◆ Challenges
1. In the text on PurpleTeam message flows, which two flow types are in play between the orchestrator and the CLI?
2. Convert the records from the line containing "paved ground -> box" through the end of the records into a numbered list, omitting any blank lines.

◆ Reading text
·····

If we don’t receive any update from the TLS Emissary within this duration (messageChannelHeartBeatInterval) then the TLS Tester sends the CLI a testerProgress message with the textData: Tester is awaiting Emissary feedback.... This duration needs to be less than the orchestrator’s 20 second testerFeedbackComms.longPoll.timeout to make sure the CLI continues to poll the orchestrator for tester[Progress|PctComplete|BugCount] updates.

// ...,
messageChannelHeartBeatInterval: {
  doc: 'This is used to send heart beat messages every n milliseconds. Primarily to keep the orchestrator\'s testerWatcher longPoll timeout from being reached.',
  format: 'duration',
  default: 15000
},
// ...

Message flows

There are two flow types in play between the orchestrator and the CLI, namely Server Sent Events (sse) and Long Polling (lp).

Before reading this section dive over to the orchestrator README for a quick run-down on how PurpleTeam is using sse and lp

Before The TLS implementation, the testerFeedbackComms.medium was defined in the configuration for both the orchestrator and the CLI. Both configurations had to match. If they didn’t the orchestrator would respond with an error message. Now this is defined in the orchestrator only and the orchestrator tells the CLI which medium it should use before stating either sse or lp.


When the CLI runs the test command, there are three significant sequential events, I’ll brush over or omit less significant events to make explaining the flow easier to understand. If you’d rather just read the code it’s here:

  1. CLI makes a POST request to the orchestrator’s /test route with the Job, and continues to do so according to it’s retry schedule.

·····

◆ Raw records
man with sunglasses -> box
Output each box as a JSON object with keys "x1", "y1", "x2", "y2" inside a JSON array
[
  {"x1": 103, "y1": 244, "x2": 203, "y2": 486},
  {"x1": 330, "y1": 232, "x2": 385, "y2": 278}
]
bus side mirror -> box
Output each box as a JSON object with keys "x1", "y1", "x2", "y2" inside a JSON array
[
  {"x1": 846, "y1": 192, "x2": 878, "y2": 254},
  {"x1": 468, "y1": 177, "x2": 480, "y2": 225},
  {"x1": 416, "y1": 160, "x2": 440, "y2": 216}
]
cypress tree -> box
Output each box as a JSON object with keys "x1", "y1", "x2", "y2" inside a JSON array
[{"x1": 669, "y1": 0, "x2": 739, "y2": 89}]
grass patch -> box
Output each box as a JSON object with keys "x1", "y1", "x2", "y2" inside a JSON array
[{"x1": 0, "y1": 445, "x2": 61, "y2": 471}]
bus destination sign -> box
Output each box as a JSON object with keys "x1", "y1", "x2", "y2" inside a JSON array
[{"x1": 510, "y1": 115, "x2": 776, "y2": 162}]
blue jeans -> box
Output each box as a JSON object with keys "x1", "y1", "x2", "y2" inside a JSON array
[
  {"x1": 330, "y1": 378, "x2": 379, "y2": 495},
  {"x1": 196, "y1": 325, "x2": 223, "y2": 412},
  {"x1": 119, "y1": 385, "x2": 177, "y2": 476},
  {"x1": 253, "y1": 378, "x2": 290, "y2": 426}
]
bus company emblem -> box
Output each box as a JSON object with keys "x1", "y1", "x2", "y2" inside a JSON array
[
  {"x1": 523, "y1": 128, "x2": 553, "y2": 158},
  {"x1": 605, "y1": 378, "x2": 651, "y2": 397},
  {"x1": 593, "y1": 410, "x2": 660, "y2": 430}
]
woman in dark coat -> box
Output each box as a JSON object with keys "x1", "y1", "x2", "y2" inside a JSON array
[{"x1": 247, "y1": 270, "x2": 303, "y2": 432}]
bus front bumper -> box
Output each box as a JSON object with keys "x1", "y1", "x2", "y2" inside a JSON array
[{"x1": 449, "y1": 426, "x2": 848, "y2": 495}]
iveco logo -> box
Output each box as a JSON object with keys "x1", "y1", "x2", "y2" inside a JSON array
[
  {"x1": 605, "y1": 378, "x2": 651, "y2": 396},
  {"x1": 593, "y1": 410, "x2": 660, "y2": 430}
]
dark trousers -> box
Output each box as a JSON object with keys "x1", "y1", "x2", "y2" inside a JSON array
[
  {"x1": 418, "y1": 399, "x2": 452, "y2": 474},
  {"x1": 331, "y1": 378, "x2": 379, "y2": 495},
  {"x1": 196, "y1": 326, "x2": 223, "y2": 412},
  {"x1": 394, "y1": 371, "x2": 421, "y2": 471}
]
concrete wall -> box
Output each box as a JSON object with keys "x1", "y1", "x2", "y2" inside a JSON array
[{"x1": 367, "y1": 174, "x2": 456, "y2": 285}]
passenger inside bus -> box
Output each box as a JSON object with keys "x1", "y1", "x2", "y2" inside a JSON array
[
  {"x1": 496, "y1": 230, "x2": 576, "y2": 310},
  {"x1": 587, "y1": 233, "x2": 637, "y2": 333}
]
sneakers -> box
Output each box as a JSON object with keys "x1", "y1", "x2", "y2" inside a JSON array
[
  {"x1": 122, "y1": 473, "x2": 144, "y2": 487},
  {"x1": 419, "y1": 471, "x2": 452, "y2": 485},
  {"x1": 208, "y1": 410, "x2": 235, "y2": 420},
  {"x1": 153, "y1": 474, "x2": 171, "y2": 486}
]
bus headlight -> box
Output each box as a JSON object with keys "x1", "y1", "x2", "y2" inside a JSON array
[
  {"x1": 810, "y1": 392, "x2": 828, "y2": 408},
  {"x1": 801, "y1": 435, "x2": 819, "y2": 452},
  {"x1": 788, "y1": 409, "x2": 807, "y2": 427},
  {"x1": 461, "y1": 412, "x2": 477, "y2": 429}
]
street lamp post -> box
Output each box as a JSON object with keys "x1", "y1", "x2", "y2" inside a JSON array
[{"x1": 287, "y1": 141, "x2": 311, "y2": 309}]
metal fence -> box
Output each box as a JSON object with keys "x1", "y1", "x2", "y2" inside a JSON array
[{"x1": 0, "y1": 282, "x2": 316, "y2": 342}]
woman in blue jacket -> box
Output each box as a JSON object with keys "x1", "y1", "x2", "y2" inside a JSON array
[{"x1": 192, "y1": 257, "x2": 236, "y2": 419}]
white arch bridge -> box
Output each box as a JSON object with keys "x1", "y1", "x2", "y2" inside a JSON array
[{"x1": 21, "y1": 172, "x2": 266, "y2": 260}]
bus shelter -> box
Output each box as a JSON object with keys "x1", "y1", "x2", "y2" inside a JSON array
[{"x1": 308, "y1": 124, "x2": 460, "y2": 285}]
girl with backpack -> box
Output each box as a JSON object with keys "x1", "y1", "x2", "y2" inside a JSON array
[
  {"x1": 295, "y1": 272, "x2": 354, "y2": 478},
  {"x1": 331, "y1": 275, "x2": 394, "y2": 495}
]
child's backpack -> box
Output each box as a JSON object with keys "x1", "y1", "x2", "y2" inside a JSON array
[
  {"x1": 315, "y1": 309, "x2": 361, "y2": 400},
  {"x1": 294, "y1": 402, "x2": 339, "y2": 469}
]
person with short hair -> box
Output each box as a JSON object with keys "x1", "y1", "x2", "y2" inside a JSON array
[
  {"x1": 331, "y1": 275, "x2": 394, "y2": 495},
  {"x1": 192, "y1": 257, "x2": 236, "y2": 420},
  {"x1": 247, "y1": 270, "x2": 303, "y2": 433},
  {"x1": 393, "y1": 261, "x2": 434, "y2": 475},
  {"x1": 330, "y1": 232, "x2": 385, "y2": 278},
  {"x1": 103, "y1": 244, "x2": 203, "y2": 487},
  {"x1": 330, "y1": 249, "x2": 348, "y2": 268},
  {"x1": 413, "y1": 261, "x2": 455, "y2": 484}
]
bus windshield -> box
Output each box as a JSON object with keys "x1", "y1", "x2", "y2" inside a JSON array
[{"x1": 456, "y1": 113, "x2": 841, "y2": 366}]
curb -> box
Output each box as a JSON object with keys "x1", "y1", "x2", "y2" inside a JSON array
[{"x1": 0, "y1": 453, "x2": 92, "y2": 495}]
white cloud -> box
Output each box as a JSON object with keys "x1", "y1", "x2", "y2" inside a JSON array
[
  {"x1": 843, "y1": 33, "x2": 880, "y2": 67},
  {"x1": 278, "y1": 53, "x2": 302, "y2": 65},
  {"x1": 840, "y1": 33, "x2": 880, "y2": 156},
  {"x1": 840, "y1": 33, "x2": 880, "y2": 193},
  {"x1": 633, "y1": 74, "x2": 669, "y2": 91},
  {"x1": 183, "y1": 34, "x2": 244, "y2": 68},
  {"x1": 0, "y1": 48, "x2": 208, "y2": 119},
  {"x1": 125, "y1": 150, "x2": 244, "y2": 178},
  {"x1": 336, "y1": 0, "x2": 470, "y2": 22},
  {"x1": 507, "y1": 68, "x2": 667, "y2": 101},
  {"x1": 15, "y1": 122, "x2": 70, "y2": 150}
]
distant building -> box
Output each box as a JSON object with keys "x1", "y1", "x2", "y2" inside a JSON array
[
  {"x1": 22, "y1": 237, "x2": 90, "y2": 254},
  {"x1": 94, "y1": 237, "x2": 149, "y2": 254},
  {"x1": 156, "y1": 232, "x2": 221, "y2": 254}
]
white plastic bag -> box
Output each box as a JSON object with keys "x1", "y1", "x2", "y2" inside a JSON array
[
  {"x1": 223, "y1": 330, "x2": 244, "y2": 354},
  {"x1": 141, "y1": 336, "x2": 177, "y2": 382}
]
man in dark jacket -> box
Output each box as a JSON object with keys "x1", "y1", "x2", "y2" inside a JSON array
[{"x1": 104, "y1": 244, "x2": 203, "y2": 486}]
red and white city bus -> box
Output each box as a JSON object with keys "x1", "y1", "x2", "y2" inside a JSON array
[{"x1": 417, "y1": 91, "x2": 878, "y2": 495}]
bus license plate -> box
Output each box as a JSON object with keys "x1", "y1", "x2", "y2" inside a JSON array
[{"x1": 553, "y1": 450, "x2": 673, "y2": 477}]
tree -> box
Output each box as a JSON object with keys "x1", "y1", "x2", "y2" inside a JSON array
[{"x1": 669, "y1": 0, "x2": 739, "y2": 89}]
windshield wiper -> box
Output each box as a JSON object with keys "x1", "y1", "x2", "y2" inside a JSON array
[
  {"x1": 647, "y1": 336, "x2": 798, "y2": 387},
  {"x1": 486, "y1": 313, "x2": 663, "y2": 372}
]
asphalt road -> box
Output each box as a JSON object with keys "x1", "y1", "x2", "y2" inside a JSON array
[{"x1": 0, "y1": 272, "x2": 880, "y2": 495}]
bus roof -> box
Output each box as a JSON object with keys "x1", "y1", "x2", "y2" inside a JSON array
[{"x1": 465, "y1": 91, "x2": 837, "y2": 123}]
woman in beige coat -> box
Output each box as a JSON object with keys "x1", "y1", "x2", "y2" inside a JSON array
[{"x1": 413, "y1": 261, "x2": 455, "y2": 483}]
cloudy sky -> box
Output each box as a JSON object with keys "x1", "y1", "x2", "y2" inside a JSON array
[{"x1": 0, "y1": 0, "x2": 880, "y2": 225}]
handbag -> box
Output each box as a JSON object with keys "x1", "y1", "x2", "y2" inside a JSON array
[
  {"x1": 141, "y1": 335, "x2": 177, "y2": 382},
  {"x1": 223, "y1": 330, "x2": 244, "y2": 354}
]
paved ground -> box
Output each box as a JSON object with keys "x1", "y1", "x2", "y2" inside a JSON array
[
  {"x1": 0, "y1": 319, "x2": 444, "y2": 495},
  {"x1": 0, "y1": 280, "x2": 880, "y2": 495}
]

·····

◆ The answers
1. Server Sent Events (sse) and Long Polling (lp).

2.
1. paved ground -> box
2. Output each box as a JSON object with keys "x1", "y1", "x2", "y2" inside a JSON array
3. [
4.   {"x1": 0, "y1": 319, "x2": 444, "y2": 495},
5.   {"x1": 0, "y1": 280, "x2": 880, "y2": 495}
6. ]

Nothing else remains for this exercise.